Location annotation dataset excerpts
★ ★ ★ ★ ★
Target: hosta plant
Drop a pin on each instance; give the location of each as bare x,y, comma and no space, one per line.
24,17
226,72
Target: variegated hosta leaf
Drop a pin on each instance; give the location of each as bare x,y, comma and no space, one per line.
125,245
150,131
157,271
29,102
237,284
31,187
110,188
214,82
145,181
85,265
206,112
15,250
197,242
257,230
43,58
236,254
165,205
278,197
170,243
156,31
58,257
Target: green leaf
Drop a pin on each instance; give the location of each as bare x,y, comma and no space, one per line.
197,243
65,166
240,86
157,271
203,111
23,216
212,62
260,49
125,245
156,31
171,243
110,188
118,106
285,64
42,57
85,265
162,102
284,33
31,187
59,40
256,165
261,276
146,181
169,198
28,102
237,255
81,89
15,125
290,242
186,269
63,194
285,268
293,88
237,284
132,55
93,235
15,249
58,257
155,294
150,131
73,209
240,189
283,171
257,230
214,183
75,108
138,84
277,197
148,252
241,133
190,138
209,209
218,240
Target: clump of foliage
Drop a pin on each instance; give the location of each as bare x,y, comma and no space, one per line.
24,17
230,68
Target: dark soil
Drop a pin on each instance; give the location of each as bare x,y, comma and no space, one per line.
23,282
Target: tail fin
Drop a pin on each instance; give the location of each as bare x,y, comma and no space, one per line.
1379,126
★ ★ ★ ★ ★
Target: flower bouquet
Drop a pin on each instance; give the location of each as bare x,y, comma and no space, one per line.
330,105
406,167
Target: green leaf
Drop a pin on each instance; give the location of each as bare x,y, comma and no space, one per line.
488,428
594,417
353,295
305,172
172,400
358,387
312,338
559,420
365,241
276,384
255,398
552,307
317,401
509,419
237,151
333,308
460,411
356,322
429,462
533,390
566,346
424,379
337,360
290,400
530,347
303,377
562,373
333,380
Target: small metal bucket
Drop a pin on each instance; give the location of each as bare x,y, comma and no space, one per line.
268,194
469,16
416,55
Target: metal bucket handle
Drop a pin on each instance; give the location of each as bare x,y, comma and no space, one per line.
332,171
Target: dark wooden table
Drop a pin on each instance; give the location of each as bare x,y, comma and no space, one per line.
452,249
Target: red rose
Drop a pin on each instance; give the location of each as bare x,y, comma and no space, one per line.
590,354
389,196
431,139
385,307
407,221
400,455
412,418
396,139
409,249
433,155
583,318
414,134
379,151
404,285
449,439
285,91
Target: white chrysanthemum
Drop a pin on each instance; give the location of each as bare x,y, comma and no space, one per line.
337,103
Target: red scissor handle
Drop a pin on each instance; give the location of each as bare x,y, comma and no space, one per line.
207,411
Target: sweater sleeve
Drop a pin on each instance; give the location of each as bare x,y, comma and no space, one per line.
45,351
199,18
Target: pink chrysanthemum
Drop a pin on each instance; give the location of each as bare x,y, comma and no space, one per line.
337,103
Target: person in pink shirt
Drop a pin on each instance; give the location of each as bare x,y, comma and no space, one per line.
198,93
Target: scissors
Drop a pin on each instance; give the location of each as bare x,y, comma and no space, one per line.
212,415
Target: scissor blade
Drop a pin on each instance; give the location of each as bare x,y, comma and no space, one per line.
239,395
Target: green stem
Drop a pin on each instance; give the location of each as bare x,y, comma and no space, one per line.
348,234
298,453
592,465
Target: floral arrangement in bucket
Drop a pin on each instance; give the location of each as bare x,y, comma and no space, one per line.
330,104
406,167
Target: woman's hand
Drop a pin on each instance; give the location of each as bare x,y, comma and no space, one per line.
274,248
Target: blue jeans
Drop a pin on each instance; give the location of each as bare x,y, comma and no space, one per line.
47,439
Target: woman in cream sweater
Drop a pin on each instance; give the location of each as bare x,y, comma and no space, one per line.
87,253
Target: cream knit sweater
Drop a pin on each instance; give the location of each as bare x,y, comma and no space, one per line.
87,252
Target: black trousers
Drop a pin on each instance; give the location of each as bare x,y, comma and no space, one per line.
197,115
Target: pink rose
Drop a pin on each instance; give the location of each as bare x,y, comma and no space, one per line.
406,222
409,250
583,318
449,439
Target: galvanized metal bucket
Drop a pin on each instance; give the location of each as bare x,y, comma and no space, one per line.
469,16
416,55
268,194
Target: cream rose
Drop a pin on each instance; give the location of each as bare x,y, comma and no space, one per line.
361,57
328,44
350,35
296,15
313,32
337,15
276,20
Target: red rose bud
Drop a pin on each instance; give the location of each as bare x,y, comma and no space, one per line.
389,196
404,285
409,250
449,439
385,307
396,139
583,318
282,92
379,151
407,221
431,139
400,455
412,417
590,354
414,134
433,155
★ ★ ★ ★ ★
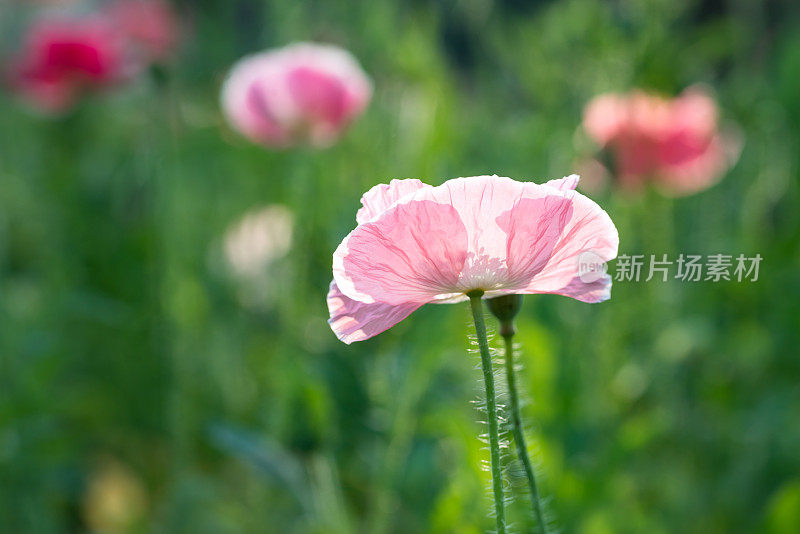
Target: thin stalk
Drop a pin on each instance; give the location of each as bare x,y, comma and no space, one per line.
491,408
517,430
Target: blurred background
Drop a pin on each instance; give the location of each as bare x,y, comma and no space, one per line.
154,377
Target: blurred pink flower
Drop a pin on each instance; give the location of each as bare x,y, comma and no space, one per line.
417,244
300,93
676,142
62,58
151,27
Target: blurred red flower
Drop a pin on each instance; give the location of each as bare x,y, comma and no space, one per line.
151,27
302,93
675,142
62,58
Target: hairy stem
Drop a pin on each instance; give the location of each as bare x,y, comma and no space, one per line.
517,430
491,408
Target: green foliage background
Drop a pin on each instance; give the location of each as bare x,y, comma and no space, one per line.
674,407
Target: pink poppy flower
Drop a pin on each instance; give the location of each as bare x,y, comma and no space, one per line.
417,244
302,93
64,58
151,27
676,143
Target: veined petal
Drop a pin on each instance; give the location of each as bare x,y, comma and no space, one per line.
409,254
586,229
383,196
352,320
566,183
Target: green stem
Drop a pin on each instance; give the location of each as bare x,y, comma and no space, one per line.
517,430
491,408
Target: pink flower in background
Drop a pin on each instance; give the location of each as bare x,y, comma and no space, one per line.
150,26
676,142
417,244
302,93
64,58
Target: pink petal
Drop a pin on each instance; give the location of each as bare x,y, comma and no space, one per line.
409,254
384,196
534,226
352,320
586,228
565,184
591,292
★ ★ ★ ★ ★
_Exercise:_
Pull out every line of the records that contains the string "sweater" and copy each one.

_Output of the task:_
Target: sweater sleeve
Target: woman in cream sweater
Target: cream knit sweater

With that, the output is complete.